WORK TO BE COMPLETED: Whenever a line of the data below holds the string "clicks", copy that line.

ENTRIES PROVIDED:
────────────────────────────────────────

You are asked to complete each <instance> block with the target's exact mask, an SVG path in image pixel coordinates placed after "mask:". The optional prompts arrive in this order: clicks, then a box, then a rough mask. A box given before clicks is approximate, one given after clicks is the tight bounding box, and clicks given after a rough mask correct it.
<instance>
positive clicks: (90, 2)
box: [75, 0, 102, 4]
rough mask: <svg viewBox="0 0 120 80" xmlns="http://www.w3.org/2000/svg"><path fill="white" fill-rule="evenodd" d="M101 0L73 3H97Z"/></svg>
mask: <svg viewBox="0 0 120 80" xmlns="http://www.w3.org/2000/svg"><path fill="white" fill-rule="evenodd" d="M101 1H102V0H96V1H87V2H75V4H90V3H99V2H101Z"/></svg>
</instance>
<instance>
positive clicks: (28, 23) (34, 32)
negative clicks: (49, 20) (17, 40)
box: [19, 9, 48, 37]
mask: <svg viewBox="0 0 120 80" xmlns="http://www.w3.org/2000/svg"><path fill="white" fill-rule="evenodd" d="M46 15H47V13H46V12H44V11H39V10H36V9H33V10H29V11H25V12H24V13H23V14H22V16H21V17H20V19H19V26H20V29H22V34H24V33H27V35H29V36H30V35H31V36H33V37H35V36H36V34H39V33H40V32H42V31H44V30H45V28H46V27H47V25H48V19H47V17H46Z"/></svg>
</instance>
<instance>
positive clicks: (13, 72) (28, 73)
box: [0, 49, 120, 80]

────────────────────────────────────────

YOUR RESPONSE:
You are asked to complete each <instance> block with the target's exact mask, an SVG path in image pixel coordinates placed after "mask:". The optional prompts arrive in this order: clicks, then a box, then a rough mask. A box given before clicks is approximate, one given after clicks is the tight bounding box, and clicks given after a rough mask correct it.
positive clicks: (90, 2)
positive clicks: (28, 23) (34, 32)
negative clicks: (49, 20) (17, 40)
positive clicks: (13, 72) (28, 73)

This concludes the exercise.